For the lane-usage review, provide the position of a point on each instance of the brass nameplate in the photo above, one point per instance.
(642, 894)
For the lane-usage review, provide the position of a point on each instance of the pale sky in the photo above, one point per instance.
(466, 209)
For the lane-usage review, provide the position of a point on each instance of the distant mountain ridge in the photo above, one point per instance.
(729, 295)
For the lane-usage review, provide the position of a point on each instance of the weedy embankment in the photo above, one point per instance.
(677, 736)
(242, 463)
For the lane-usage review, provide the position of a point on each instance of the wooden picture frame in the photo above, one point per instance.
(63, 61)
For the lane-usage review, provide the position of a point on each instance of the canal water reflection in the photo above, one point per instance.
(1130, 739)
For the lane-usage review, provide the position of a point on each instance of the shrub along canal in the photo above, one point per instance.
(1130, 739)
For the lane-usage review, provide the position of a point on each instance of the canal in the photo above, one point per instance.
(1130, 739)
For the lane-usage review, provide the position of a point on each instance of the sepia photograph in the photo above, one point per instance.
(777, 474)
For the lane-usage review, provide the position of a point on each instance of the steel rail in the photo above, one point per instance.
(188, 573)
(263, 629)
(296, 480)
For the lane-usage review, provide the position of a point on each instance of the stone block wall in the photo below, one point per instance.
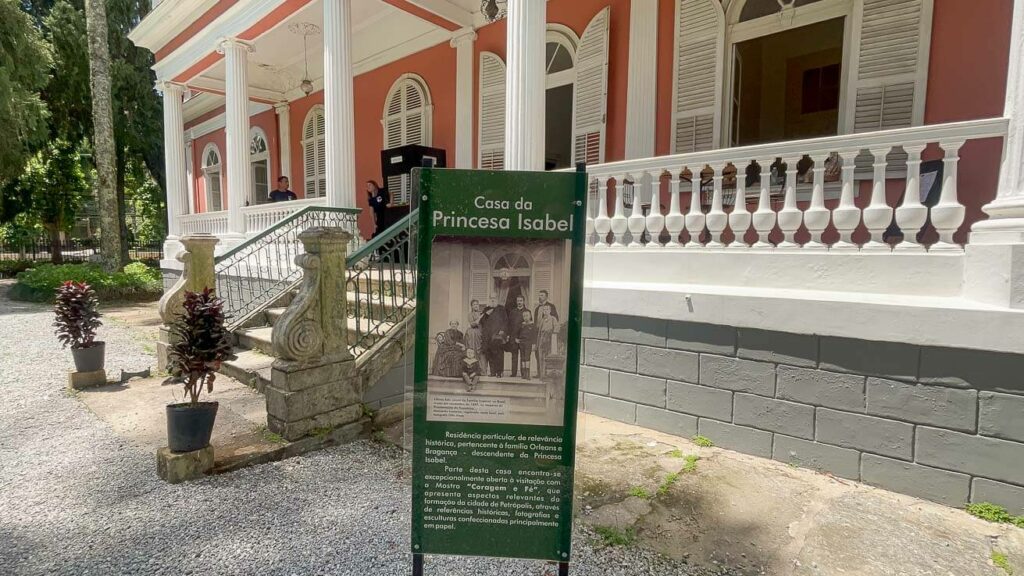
(944, 424)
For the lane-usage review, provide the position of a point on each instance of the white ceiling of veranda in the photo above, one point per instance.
(382, 33)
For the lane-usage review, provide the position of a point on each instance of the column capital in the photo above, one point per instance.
(229, 43)
(463, 37)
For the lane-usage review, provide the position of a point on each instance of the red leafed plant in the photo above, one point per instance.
(201, 342)
(77, 315)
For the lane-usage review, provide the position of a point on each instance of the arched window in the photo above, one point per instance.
(314, 154)
(407, 113)
(212, 170)
(560, 69)
(259, 159)
(407, 121)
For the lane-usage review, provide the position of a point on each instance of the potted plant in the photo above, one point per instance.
(77, 320)
(201, 343)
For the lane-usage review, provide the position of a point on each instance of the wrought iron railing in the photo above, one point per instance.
(381, 284)
(255, 274)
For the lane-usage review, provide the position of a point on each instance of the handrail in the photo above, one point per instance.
(381, 284)
(256, 274)
(380, 240)
(283, 222)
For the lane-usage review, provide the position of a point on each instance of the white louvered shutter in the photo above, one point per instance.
(591, 91)
(479, 277)
(699, 48)
(492, 154)
(887, 81)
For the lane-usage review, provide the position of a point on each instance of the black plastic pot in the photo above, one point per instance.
(90, 359)
(189, 425)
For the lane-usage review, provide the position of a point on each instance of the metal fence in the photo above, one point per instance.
(72, 250)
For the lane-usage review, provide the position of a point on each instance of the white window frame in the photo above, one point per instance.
(211, 171)
(737, 32)
(320, 172)
(254, 158)
(426, 111)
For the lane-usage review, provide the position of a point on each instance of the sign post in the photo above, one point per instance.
(498, 333)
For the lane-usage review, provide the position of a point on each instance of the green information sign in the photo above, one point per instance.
(498, 321)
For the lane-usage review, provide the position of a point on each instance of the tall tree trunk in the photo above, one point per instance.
(56, 253)
(102, 139)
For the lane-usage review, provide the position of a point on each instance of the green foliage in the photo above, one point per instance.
(611, 536)
(667, 484)
(1000, 561)
(641, 492)
(135, 282)
(77, 315)
(994, 512)
(25, 60)
(702, 441)
(691, 463)
(202, 342)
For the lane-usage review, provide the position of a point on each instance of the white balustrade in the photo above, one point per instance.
(262, 216)
(708, 207)
(206, 222)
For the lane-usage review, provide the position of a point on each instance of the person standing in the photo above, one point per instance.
(547, 323)
(515, 323)
(283, 194)
(379, 201)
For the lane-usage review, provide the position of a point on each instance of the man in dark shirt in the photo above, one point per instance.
(282, 194)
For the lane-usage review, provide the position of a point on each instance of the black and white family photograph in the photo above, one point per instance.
(499, 337)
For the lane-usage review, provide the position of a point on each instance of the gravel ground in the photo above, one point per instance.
(76, 499)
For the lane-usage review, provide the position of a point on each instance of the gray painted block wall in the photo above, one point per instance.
(940, 423)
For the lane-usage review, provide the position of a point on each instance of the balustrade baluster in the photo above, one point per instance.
(764, 218)
(602, 223)
(655, 221)
(879, 214)
(620, 224)
(911, 214)
(816, 216)
(948, 214)
(675, 222)
(717, 219)
(739, 219)
(637, 221)
(790, 217)
(695, 218)
(846, 216)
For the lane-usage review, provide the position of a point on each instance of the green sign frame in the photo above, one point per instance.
(497, 488)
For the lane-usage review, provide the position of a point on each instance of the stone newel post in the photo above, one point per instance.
(314, 382)
(198, 274)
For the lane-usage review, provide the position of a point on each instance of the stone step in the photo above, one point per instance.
(249, 367)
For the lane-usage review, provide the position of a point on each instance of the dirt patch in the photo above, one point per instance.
(720, 509)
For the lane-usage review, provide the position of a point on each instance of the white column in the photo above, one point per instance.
(1006, 213)
(462, 41)
(190, 171)
(524, 128)
(640, 95)
(339, 104)
(284, 141)
(174, 156)
(237, 127)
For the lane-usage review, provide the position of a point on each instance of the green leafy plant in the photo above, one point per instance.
(611, 536)
(77, 315)
(994, 512)
(640, 492)
(702, 441)
(691, 463)
(1000, 561)
(201, 342)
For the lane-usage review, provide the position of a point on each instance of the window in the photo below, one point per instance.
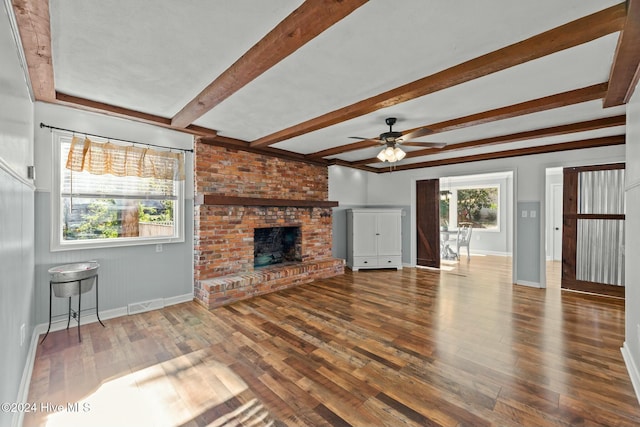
(91, 211)
(476, 205)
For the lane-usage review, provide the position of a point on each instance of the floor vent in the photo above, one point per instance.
(141, 307)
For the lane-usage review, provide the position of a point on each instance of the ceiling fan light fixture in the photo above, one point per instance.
(391, 154)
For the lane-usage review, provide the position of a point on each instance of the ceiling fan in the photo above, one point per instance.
(392, 141)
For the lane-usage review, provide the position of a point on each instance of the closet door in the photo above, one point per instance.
(389, 232)
(428, 223)
(365, 240)
(593, 229)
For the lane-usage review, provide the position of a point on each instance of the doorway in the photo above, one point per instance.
(553, 226)
(483, 200)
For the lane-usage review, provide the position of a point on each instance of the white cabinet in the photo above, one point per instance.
(374, 238)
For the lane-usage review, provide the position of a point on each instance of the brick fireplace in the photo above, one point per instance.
(238, 192)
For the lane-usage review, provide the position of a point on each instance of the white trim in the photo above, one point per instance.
(8, 169)
(15, 32)
(178, 299)
(527, 283)
(632, 368)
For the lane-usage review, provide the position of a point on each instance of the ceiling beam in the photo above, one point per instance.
(625, 69)
(297, 29)
(32, 18)
(563, 37)
(563, 99)
(237, 144)
(125, 113)
(539, 149)
(516, 137)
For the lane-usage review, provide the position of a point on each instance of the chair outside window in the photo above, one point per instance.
################
What the exercise asks:
Using the material above, return every line exactly as it appears, minus the pictures.

Expected output:
For the lane-usage review, provide the position of a point on each instance of the brass nameplate in the photo above, one point per instance.
(642, 894)
For the lane-usage review, provide the position of a point on each instance of the pale sky in the photo above, one point per instance.
(466, 209)
For the lane-usage review, provide the position of a point on each instance of the distant mountain ridge in the photo above, one point per instance.
(729, 295)
For the lane-usage review, provide the position of a point on each instance of the weedy embankment in the photo above, one point per instance.
(677, 736)
(242, 463)
For the lane-usage review, provide the position of a point on each instance of the wooden picture frame in the photo above, one point per instance.
(63, 61)
For the lane-usage review, provide the position of a point on each instance of the canal water reflection in the photo above, one point per instance.
(1130, 739)
For the lane-usage review, provide the position of a point on each instance of the shrub along canal in the photo above, one point per instance.
(1130, 739)
For the lane-usage review, provide the position of a point on each instance of the canal in the photo above, one point per instance.
(1130, 739)
For the lane-usage review, provide the position of a point on each instance of the sepia photograph in the photo above, one point per instance.
(777, 474)
For the lane-usage review, provide the position of a point on each instance of the steel rail in the photo above, one point per instance.
(188, 573)
(263, 629)
(296, 480)
For the lane-usage review, provide the position of a point on each instance of the stone block wall in the photo below, one point per instance.
(944, 424)
For the lane-usage review, provide the position of a point on each instance of the white ceiling of veranda in the photo above, one point per instance.
(382, 33)
For the lane-usage review, provide the position of a point on each instance of the column capital in the photo above, one point per instance.
(229, 43)
(463, 37)
For the lane-usage review, provide the position of a point on each instance of the red leafed plant in the photo above, one point per instance.
(201, 342)
(77, 315)
For the lane-usage review, provide the position of a point on each instance of the arched window in the photo above, one point per instance.
(314, 154)
(407, 113)
(212, 170)
(560, 69)
(259, 159)
(407, 121)
For the lane-usage review, provide the position of a point on each instance of the potted plant in the photo above, one point per instance.
(77, 320)
(201, 343)
For the lane-usage review, provide the position of a point on each instance of the wrought iron railing in the photo above, one point per instance.
(381, 284)
(255, 274)
For the lane-usage review, provide the position of a point on each instance of the handrail in the photo above, one point per instance.
(381, 284)
(256, 274)
(380, 240)
(283, 222)
For the lane-usage review, provide the position of a point on each instance of the white louvered shutter in the photo above, one point per instance.
(591, 91)
(479, 277)
(699, 48)
(492, 154)
(887, 81)
For the lane-usage review, provide the position of a point on each instance of the black plastic pot in the photo above, one point per instance.
(90, 359)
(189, 425)
For the lane-usage review, provide the position of a point on each instance of the metal fence in the photo above, one point per instance.
(72, 250)
For the lane-usage review, provide the position of a point on each instance of the white window frame in the photo above, one point per instance.
(211, 171)
(737, 32)
(320, 172)
(254, 158)
(426, 111)
For the lane-usage review, provide the position of a point on each instance of the sign post in the photo above, one point per instance.
(498, 333)
For the lane-usage review, provide the position of a point on each instance of the green information sign in the photo above, one point per instance.
(498, 321)
For the lane-usage review, provide the position of a point on each instance of the tall tree trunk in the photo above, one point per instance.
(56, 253)
(102, 139)
For the lane-usage review, provide the position of a point on each instance of the green foliage in the photo above, one point per instance.
(611, 536)
(667, 484)
(1000, 561)
(641, 492)
(135, 282)
(77, 315)
(994, 512)
(25, 60)
(702, 441)
(691, 463)
(202, 342)
For the lane-usage review, provide the position of a point on each instance of the white balustrade in the photo above, one point per instance.
(262, 216)
(708, 207)
(206, 222)
For the lane-usage review, provide the position of a point on each instance of the person standing in the photo above, one point per instance.
(547, 323)
(515, 323)
(283, 194)
(379, 201)
For the lane-usage review, provide the position of a point on each instance of the man in dark shirt in the photo above, one point per instance.
(282, 194)
For the lane-usage review, provide the position of a point on each instance of the black and white family photograph in the photo above, one point per instance.
(499, 337)
For the lane-usage review, provide the position of a point on each instance of the gravel ground in the photo above, one point per instance.
(76, 499)
For the lane-usage review, provide the position of a point on each instance of the gray painted block wall in the photo above, one point per instance.
(940, 423)
For the lane-usage review, provide the position of a point on each instance of the balustrade baluster in the photo above, one point per instance.
(764, 218)
(602, 223)
(655, 221)
(879, 214)
(620, 224)
(911, 214)
(816, 216)
(948, 214)
(675, 222)
(717, 219)
(739, 219)
(637, 221)
(790, 217)
(695, 218)
(846, 216)
For the lane-usage review, provide the position of a point on each instance of the green sign frame in the photo above, one point per instance.
(497, 488)
For the lane-usage review, provide the position of a point on each instance of the stone newel post in the photo above, one point per instance.
(314, 382)
(198, 274)
For the lane-usage review, provide the position of a point on each instance of the stone step in the photo above, one point per instance.
(249, 367)
For the lane-usage review, provide the position of a point on each instance of the dirt patch in the photo above, one point per instance.
(720, 509)
For the lane-usage review, provide the position of a point on each instance of the white column in the photo above, one point per instance.
(1006, 213)
(462, 41)
(190, 171)
(524, 128)
(640, 95)
(339, 104)
(284, 141)
(174, 156)
(237, 127)
For the lane-usage review, provide the position of a point on each instance of the green leafy plant in the photo above, one point per instance.
(611, 536)
(77, 315)
(994, 512)
(640, 492)
(702, 441)
(691, 463)
(1000, 561)
(201, 342)
For the lane-usage review, provide the position of a point on each instance of the window in the photo below, one point per instance.
(91, 211)
(476, 205)
For the lane-usage review, provide the position of a point on each instance of the floor vent in the photo above, one point per instance.
(141, 307)
For the lane-usage review, provide the position of a point on each instance of the ceiling fan light fixture in the photo above, one point per instance.
(391, 154)
For the lane-usage review, provide the position of a point on each instance of the ceiling fan in the photo above, one point per instance.
(392, 141)
For the lane-usage review, provide the position of a point on each instance of the closet door in the photo above, one point per instance.
(389, 232)
(428, 223)
(365, 240)
(593, 229)
For the lane-usage review, provide the position of a point on each instance of the doorway in the photo above, one point per instance.
(553, 226)
(483, 200)
For the lane-usage review, provide the position of a point on each instance of the white cabinet in the photo above, one point per instance.
(374, 238)
For the lane-usage review, provide the position of a point on each instance of the brick fireplace in the photo above, one point per instance.
(238, 192)
For the lane-usage review, provide the position of a point on each instance of the white trim in the photo above, one point per instance.
(8, 169)
(15, 32)
(178, 299)
(527, 283)
(632, 368)
For the lane-usage review, provide the position of a point on each instance of the ceiling beam in the photo above, one point per instance.
(625, 69)
(297, 29)
(32, 18)
(563, 37)
(563, 99)
(237, 144)
(125, 113)
(539, 149)
(516, 137)
For the lane-usage review, provide the position of a point on each instance of the chair outside window in the photo above, one point per instance.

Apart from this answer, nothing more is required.